• [Records to process]

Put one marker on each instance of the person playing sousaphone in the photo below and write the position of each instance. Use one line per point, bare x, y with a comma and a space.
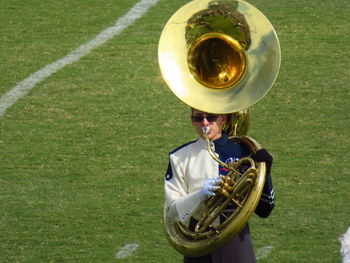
193, 176
219, 57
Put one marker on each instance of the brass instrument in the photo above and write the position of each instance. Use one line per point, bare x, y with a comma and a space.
220, 56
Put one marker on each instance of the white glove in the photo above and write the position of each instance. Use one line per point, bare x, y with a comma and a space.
209, 188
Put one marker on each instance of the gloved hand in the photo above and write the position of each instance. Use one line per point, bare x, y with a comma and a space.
263, 156
209, 188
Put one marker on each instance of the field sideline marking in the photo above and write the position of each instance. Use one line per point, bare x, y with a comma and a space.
23, 87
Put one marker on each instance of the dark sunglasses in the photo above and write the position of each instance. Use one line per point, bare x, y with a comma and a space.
210, 118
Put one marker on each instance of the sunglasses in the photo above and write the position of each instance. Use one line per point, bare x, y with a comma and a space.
210, 118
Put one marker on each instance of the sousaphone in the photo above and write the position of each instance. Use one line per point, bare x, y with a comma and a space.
220, 56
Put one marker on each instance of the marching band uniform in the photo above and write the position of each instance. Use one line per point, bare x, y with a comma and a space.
189, 166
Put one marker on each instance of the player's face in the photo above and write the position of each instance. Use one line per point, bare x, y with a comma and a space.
215, 122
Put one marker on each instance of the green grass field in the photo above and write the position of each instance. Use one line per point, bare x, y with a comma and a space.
83, 155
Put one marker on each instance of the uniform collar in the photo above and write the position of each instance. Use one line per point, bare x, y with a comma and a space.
221, 141
217, 143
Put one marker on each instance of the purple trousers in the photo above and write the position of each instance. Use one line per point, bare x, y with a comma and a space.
238, 250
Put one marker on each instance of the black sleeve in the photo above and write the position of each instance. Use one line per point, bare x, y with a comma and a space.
267, 200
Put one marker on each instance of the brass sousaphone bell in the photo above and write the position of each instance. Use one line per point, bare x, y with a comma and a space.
219, 56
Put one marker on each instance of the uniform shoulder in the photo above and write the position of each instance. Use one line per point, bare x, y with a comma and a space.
183, 146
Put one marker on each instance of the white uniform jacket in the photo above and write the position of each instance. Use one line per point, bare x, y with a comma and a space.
190, 165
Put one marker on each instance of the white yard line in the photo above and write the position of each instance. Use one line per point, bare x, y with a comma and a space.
23, 87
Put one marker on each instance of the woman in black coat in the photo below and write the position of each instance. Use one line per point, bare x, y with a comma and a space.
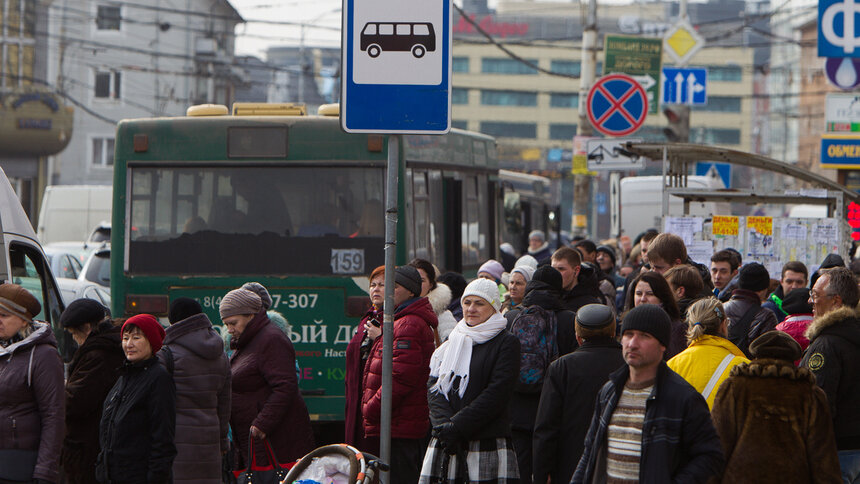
92, 373
472, 377
139, 416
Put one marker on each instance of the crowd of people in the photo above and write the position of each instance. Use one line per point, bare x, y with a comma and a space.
623, 361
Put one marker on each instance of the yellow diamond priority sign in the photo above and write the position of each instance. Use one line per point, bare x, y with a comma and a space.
682, 41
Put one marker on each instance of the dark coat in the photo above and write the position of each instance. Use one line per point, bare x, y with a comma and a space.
541, 294
413, 346
266, 394
92, 373
679, 443
763, 321
770, 412
483, 412
31, 400
566, 406
353, 421
833, 356
524, 406
137, 427
201, 372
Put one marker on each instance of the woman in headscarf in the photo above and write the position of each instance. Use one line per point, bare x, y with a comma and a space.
472, 377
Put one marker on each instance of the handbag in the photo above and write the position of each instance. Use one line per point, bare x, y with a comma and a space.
273, 473
17, 464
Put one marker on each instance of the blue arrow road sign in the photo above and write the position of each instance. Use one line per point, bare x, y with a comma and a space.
685, 86
617, 105
397, 66
838, 28
724, 170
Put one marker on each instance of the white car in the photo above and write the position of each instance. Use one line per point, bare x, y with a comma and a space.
72, 289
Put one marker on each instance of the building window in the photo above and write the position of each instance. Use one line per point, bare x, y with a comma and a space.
107, 85
508, 98
108, 17
491, 65
460, 64
716, 136
459, 95
509, 130
103, 151
562, 131
571, 68
564, 100
721, 104
724, 73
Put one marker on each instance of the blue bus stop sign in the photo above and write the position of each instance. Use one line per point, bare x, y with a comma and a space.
617, 105
397, 66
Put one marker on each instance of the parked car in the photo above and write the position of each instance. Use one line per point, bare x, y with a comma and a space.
97, 268
65, 263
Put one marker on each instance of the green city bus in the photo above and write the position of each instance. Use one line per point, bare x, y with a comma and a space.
205, 203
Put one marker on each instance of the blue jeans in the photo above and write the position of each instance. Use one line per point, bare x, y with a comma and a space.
849, 463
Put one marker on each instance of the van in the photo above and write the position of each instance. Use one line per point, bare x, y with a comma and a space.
641, 202
23, 262
70, 212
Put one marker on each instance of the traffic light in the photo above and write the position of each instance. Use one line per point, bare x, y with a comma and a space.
678, 130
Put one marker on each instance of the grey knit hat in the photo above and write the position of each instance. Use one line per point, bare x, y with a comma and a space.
240, 301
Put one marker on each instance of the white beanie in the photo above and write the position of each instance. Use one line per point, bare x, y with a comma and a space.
527, 260
526, 271
484, 289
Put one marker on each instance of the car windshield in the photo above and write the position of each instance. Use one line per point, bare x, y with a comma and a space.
256, 220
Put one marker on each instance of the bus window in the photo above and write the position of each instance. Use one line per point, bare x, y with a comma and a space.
190, 217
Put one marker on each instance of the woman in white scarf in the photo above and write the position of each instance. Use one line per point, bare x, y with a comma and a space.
472, 376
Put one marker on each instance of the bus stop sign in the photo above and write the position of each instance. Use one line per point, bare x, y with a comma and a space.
617, 105
397, 67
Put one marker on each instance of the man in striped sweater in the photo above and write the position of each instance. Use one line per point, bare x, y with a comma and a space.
649, 424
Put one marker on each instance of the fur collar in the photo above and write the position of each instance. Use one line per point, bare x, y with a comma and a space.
771, 368
830, 319
440, 298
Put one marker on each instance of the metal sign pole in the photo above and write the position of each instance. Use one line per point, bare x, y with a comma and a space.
388, 319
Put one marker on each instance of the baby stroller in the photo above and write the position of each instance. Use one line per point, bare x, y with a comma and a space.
336, 464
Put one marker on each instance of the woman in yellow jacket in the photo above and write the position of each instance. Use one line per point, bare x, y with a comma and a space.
709, 357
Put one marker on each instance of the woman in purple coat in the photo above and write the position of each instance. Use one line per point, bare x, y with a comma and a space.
266, 400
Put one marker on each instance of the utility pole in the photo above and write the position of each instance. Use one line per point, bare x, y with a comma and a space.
582, 183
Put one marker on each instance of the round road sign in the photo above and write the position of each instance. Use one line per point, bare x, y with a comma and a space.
617, 105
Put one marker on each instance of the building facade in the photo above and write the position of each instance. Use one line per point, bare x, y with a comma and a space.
129, 60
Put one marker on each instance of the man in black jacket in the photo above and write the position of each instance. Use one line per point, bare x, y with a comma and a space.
833, 357
567, 399
645, 398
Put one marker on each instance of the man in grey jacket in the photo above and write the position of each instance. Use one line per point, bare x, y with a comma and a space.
194, 353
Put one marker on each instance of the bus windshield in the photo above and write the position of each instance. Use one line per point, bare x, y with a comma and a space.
255, 220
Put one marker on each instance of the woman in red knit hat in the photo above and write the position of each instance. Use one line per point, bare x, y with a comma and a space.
139, 416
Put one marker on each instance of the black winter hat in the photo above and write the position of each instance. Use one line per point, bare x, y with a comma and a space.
550, 276
753, 277
409, 278
651, 319
183, 308
608, 251
82, 311
456, 282
797, 302
595, 316
777, 345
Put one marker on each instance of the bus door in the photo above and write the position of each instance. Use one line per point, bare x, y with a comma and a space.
453, 190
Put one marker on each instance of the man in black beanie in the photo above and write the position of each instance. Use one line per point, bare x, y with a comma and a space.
747, 318
674, 440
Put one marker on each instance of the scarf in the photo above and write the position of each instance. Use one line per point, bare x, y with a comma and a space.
452, 359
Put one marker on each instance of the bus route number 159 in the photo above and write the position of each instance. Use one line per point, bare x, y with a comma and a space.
347, 261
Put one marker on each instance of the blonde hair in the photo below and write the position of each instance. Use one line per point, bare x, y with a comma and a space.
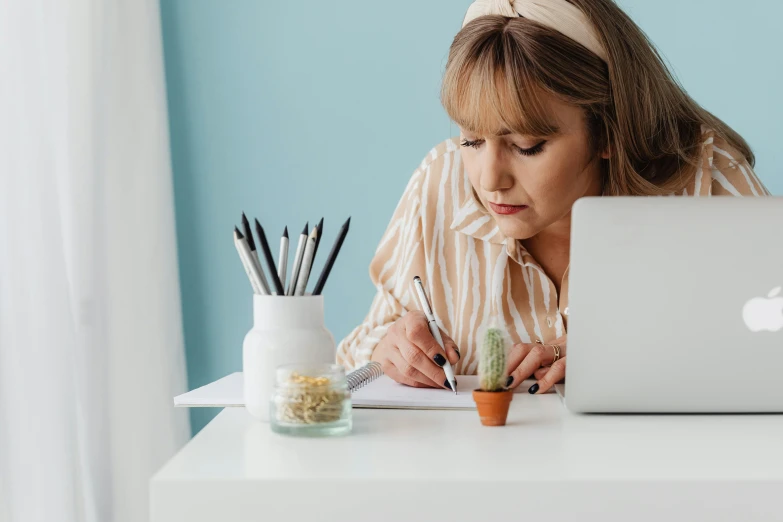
499, 69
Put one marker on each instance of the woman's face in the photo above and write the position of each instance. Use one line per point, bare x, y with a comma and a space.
529, 183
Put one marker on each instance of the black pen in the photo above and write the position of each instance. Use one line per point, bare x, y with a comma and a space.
319, 286
269, 261
253, 258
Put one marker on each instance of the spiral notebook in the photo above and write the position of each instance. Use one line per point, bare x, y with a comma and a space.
369, 389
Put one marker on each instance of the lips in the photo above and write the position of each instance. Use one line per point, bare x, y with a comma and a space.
506, 210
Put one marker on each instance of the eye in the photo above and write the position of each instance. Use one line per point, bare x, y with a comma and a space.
532, 151
471, 143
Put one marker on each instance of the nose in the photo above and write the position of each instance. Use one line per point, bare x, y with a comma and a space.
495, 169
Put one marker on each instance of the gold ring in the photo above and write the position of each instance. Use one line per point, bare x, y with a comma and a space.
556, 348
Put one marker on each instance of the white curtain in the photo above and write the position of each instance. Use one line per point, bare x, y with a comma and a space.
91, 347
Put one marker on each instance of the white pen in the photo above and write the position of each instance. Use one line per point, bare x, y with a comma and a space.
298, 260
245, 256
282, 258
307, 263
427, 308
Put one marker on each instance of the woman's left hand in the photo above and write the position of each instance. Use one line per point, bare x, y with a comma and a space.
537, 360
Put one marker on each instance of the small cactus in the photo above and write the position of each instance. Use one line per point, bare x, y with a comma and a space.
492, 364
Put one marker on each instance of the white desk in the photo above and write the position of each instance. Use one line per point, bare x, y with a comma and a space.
545, 465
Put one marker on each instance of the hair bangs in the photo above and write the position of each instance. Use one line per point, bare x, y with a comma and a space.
495, 92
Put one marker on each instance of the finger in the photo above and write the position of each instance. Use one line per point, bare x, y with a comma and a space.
419, 360
452, 352
516, 355
392, 372
539, 374
411, 372
418, 333
538, 356
553, 376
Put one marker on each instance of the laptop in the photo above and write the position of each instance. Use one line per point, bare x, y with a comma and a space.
675, 305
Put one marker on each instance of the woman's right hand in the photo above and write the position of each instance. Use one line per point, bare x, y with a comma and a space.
410, 355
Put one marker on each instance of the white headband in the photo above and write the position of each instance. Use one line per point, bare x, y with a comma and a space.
560, 15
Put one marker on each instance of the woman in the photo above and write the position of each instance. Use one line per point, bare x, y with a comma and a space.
555, 100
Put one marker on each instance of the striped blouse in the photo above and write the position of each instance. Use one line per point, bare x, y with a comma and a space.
442, 233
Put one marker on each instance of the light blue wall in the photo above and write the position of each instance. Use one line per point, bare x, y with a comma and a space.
292, 111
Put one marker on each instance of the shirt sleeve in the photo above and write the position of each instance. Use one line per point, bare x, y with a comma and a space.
730, 174
399, 254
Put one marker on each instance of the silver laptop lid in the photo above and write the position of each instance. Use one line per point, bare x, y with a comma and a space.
675, 305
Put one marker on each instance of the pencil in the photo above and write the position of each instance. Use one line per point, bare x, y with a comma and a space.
319, 285
320, 228
298, 260
269, 261
282, 257
307, 263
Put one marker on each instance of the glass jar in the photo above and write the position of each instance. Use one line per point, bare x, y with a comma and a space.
310, 400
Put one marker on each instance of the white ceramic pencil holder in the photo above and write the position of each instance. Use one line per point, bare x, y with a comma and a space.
286, 330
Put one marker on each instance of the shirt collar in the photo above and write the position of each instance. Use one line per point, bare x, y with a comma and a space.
472, 219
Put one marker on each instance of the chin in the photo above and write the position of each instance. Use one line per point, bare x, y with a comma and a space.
518, 230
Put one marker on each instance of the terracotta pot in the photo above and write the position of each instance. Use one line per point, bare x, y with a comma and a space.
493, 406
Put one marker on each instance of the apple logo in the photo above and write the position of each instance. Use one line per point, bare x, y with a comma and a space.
765, 313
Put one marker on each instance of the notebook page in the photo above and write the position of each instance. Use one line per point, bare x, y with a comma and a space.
386, 393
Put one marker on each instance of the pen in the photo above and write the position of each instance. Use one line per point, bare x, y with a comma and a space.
307, 263
425, 305
269, 261
282, 258
320, 228
244, 255
319, 285
253, 255
298, 260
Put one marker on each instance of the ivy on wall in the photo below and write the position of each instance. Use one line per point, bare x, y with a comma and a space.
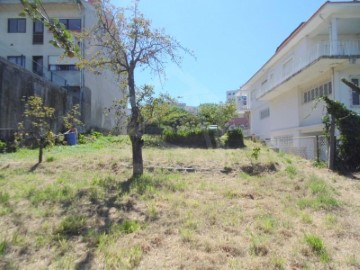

• [Task to complete]
Only lines from the one holding "Put one marker on each instance of the pen in" through the last line of the entries above are wanted, both ends included, each retyped exactly; no pictures.

• [Result for this task]
Put one marker on each instance of the pen in the photo above and write the position of each instance. Use one line per point, bare x, y with a comma and a space.
307, 263
425, 305
269, 261
282, 258
320, 228
244, 255
319, 285
253, 255
298, 260
Put one marker on each instance of the ivy on wall in the photo below and write the position of each instance. Use one line per point, bare x, y with a comma and a space.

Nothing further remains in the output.